#### Quoted passage:
▼

# Colorado shootings



## CourtneyAndCarl (Jul 20, 2012)

I just read about this and I am sickened. My sister lives not far from Aurora and she could have easily been in that theatre. Geez, can you imagine how terrifying that would have been for the people involved?


----------



## NudistApple (Jul 20, 2012)

It's truly disgusting. For those not familiar with the story, here is a fairly comprehensive article;
http://www.cnn.com/2012/07/20/us/colorado-theater-shooting/index.html


----------



## Laurie (Jul 20, 2012)

I read it in the news this morning. How horrible. It's so frightening now. I cannot tell you how many midnight premiers my son has went to. It is so terrifying . My thoughts and prayers go out to all the families of this terrible tragedy.


----------



## Jacqui (Jul 20, 2012)

We have a few members from the area and I am anxious to see them all come in here, so I know they are safe.


----------



## CourtneyAndCarl (Jul 20, 2012)

> It's truly disgusting. For those not familiar with the story, here is a fairly comprehensive article;
> http://www.cnn.com/2012/07/20/us/colorad...index.html



I actually cried while reading an article, and things like this rarely get me teary eyed. I think it's how disgusting the shooter actually was as a human being that got me. So far, they don't know much about his back story, and usually the shooters in these kinds of crimes have some terrible tragedy in their past or something but so far, this guy seems to be just a sick SOB who wanted to have a little fun.


----------



## wellington (Jul 20, 2012)

I heard the mother of the shooter wasn't surprised, hmmm. I would like to no, in this day, how he got as far as he did, dressed the way he was. It is sickening.


----------



## CourtneyAndCarl (Jul 20, 2012)

wellington said:


> I heard the mother of the shooter wasn't surprised, hmmm. I would like to no, in this day, how he got as far as he did, dressed the way he was. It is sickening.



It was at the midnight premiere of Batman, and he was wearing a get up that was eerily similar to the bad guy, Bane, in the movie. People probably didn't suspect anything because it's pretty normal to wear costumes.


----------



## GeoTerraTestudo (Jul 20, 2012)

It is very sad indeed. I have been to that theater on several occasions. Although Aurora may have a few sketchier places, that theater is in a nice establishment in a new mall that one would hope is safe. I was very sorry to learn about this tragedy this morning.


----------



## Yvonne G (Jul 20, 2012)

What bothers me is now there will be copy cats.

I wish the article had said more about the shooter. He must be quite ill.


----------



## Ethan D (Jul 20, 2012)

▲

#### To do:
[1] Answer these from the thread about the Colorado shootings:
(a) Where does CourtneyAndCarl's sister live?
(b) At the midnight premiere of which movie did the shooting happen?
(c) What does Yvonne G say bothers her?
[2] Resume the thread about the Colorado shootings from where it stops.
The lines after this point come from a different source than the thread.

#### Available data:
▼

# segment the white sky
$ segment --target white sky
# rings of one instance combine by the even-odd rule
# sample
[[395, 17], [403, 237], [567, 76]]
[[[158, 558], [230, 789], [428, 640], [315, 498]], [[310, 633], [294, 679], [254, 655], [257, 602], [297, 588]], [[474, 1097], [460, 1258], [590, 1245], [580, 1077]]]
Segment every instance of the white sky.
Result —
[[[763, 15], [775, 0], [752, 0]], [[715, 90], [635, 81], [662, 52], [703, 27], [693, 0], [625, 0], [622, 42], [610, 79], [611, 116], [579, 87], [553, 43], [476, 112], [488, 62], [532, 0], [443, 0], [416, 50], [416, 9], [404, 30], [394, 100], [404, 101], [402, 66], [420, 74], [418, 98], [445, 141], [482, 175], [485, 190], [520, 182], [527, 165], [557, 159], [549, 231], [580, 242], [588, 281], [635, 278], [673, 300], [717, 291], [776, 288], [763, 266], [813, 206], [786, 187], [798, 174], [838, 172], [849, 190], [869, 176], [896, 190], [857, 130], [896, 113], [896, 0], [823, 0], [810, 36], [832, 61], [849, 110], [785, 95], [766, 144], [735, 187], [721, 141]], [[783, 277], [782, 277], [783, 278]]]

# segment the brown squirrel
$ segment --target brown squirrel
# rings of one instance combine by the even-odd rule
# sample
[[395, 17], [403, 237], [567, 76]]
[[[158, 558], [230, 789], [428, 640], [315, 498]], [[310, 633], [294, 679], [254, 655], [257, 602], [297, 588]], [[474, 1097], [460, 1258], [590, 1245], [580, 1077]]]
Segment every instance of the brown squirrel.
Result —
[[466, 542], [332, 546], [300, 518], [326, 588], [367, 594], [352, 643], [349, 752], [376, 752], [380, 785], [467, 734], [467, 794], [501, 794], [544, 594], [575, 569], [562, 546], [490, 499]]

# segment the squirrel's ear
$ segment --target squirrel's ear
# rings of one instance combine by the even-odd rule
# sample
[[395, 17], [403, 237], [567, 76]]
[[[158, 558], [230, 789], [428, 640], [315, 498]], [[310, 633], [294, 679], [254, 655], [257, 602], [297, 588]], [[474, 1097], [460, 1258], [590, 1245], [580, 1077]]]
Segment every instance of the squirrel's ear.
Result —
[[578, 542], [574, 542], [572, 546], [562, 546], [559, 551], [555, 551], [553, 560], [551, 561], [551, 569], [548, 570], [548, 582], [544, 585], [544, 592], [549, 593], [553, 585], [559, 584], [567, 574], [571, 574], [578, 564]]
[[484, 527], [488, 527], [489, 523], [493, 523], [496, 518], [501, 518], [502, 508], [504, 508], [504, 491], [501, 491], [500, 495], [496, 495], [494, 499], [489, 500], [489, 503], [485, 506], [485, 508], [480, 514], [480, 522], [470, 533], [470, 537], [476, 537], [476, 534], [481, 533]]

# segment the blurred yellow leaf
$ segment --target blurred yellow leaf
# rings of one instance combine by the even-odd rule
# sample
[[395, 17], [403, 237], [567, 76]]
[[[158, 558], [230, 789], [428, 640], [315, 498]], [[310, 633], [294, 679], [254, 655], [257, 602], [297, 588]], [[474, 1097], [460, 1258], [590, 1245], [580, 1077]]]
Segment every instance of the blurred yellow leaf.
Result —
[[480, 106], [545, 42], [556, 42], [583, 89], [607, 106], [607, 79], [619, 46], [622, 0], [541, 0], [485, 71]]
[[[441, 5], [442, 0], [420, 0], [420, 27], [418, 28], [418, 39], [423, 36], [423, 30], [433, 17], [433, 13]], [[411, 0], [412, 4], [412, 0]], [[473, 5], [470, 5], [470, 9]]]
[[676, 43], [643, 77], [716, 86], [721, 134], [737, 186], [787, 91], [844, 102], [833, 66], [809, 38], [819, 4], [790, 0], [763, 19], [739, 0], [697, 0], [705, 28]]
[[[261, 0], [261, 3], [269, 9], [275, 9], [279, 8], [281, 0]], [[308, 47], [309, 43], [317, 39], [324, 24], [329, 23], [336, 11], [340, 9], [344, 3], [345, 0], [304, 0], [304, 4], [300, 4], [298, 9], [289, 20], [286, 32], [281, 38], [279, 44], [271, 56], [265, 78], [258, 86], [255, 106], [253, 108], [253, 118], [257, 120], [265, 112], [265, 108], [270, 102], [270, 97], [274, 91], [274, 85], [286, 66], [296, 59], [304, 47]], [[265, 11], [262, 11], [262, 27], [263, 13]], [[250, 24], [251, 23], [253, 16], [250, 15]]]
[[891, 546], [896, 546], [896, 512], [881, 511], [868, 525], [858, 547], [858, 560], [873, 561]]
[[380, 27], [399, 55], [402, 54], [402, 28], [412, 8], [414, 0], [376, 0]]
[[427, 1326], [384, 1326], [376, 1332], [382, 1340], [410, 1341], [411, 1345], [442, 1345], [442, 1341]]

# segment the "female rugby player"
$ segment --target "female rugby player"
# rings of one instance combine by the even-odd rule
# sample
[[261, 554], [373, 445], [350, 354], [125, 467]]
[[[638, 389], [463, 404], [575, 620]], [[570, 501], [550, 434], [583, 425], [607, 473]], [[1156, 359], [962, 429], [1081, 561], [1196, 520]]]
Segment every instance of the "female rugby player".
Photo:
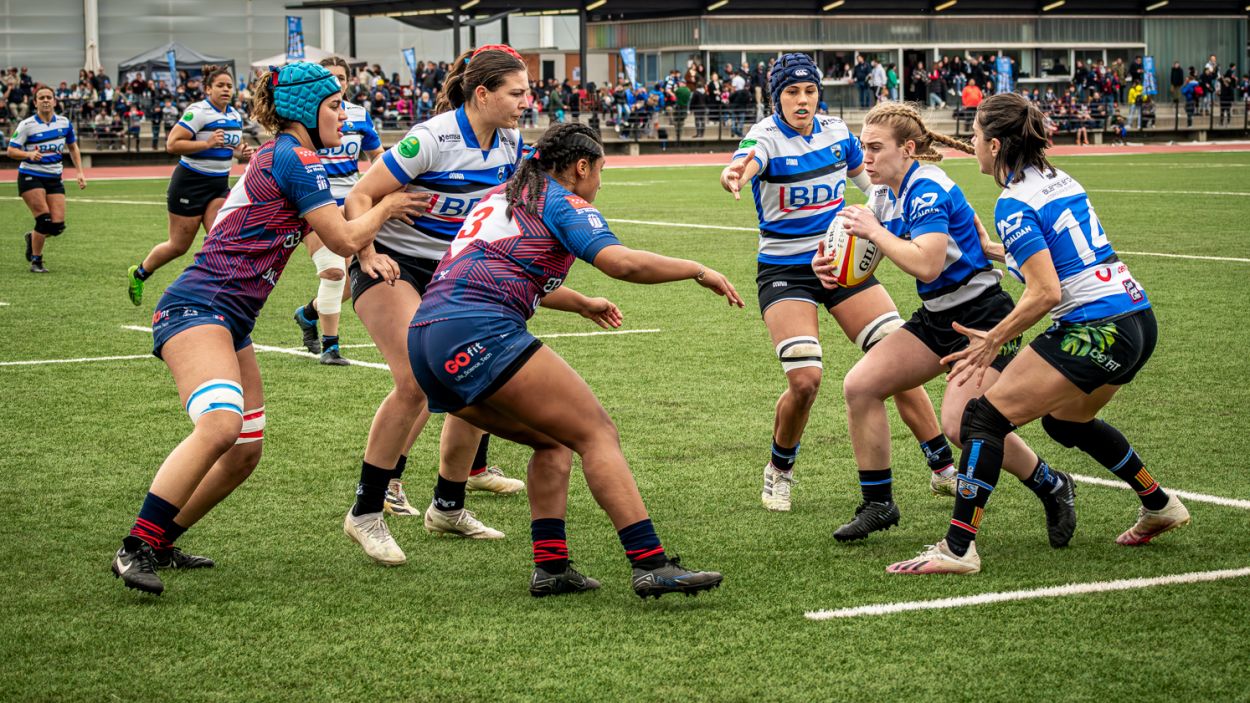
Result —
[[169, 239], [152, 246], [142, 261], [126, 271], [126, 291], [135, 305], [142, 303], [144, 281], [156, 269], [186, 254], [201, 225], [204, 231], [212, 229], [230, 194], [235, 158], [248, 159], [255, 151], [244, 144], [242, 118], [230, 104], [234, 95], [230, 71], [204, 66], [204, 85], [208, 98], [189, 105], [165, 139], [165, 150], [181, 156], [165, 191]]
[[[348, 61], [330, 56], [321, 59], [321, 65], [334, 74], [344, 90], [348, 89]], [[348, 123], [342, 125], [341, 143], [318, 151], [330, 179], [330, 194], [340, 206], [351, 186], [360, 180], [358, 166], [360, 153], [364, 151], [370, 161], [376, 160], [382, 153], [381, 139], [374, 130], [369, 113], [360, 105], [348, 103], [346, 99], [342, 101], [342, 111], [348, 114]], [[341, 367], [348, 363], [339, 353], [339, 311], [342, 309], [348, 260], [326, 249], [315, 231], [304, 238], [304, 245], [312, 256], [320, 281], [316, 298], [295, 309], [295, 324], [304, 334], [304, 346], [309, 352], [320, 354], [322, 364]], [[320, 338], [318, 338], [318, 320], [322, 324]]]
[[300, 239], [316, 229], [345, 255], [368, 245], [384, 220], [418, 213], [418, 198], [404, 193], [351, 221], [334, 206], [315, 151], [339, 143], [345, 119], [330, 71], [290, 64], [258, 78], [252, 93], [252, 115], [276, 136], [248, 165], [204, 249], [165, 290], [152, 318], [152, 353], [172, 373], [195, 429], [156, 472], [112, 559], [128, 588], [148, 593], [165, 589], [158, 568], [212, 565], [174, 542], [260, 460], [265, 400], [249, 335]]
[[65, 184], [62, 154], [70, 153], [78, 171], [79, 190], [86, 188], [86, 171], [79, 154], [78, 136], [69, 118], [58, 115], [56, 94], [51, 88], [35, 89], [35, 114], [18, 123], [9, 139], [9, 158], [20, 159], [18, 165], [18, 195], [26, 203], [35, 229], [26, 233], [26, 260], [30, 273], [46, 274], [44, 243], [49, 236], [65, 231]]
[[[752, 181], [760, 221], [760, 311], [776, 346], [788, 388], [778, 400], [772, 454], [764, 465], [764, 507], [790, 509], [792, 469], [799, 440], [816, 400], [821, 349], [816, 306], [824, 305], [848, 339], [868, 352], [902, 325], [898, 308], [876, 278], [855, 288], [820, 285], [811, 259], [825, 230], [842, 209], [846, 181], [868, 193], [859, 140], [839, 118], [816, 115], [820, 71], [805, 54], [786, 54], [769, 74], [775, 114], [751, 128], [732, 163], [721, 171], [721, 186], [739, 198]], [[934, 472], [935, 493], [954, 488], [955, 470], [946, 439], [922, 388], [896, 397], [899, 414], [911, 428]], [[889, 470], [860, 474], [864, 502], [839, 539], [862, 539], [898, 524]]]
[[665, 555], [611, 418], [581, 377], [526, 330], [526, 320], [544, 296], [559, 295], [579, 258], [621, 280], [694, 279], [730, 305], [742, 300], [725, 276], [695, 261], [622, 246], [591, 205], [602, 165], [596, 131], [559, 124], [506, 188], [488, 194], [412, 318], [411, 369], [431, 412], [534, 448], [531, 594], [599, 588], [569, 567], [564, 518], [574, 452], [634, 568], [634, 590], [642, 598], [692, 594], [715, 588], [721, 575], [688, 570]]
[[1015, 309], [989, 329], [954, 323], [969, 344], [942, 358], [954, 365], [949, 383], [984, 387], [1002, 344], [1046, 313], [1054, 324], [985, 395], [968, 402], [960, 490], [946, 538], [891, 564], [891, 573], [980, 570], [976, 530], [999, 479], [1006, 437], [1039, 418], [1055, 442], [1085, 452], [1136, 490], [1138, 520], [1116, 538], [1119, 544], [1146, 544], [1190, 519], [1120, 430], [1098, 419], [1154, 352], [1158, 329], [1145, 290], [1116, 256], [1085, 189], [1046, 160], [1045, 116], [1036, 106], [1016, 94], [995, 95], [981, 103], [972, 129], [981, 173], [1004, 189], [994, 209], [1001, 253], [1025, 289]]
[[[971, 326], [998, 324], [1011, 313], [1011, 296], [981, 248], [981, 229], [962, 190], [940, 168], [935, 144], [961, 151], [971, 148], [925, 126], [920, 113], [902, 103], [880, 103], [864, 118], [860, 135], [864, 168], [872, 179], [869, 206], [842, 211], [848, 231], [878, 245], [900, 269], [916, 278], [922, 305], [902, 329], [874, 346], [842, 380], [851, 447], [861, 473], [890, 465], [890, 425], [885, 399], [922, 385], [948, 368], [942, 357], [968, 346], [952, 323]], [[878, 221], [880, 216], [880, 223]], [[832, 288], [829, 256], [812, 261], [816, 275]], [[991, 363], [989, 387], [1020, 348], [1008, 340]], [[964, 407], [981, 390], [948, 384], [941, 403], [942, 430], [959, 437]], [[1074, 484], [1050, 469], [1019, 437], [1006, 438], [1008, 470], [1041, 499], [1051, 547], [1065, 547], [1076, 529]]]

▲

#### Answers to the tasks:
[1]
(a) Not far from Aurora.
(b) Batman.
(c) That there will now be copy cats.

[2]
Yeah saw it on the news when i woke up, pretty ridiculous, on top of all the bank scandals and what not, i am slowly losing faith in people, so sad what we are capable of :/


----------



## CourtneyAndCarl (Jul 20, 2012)

He had obviously been planning it for quite some time, and even after they caught him, they still haven't been able to enter his apartment complex yet because he elaborately rigged it with explosives. This guy obviously knew what he was doing and didn't care how many random, innocent people he killed in the process. He was either REALLY angry at the world, or he's a sociopath, but based on his parents' reaction to hearing that he was the shooter, I'd say he's probably the second.


----------



## Ethan D (Jul 20, 2012)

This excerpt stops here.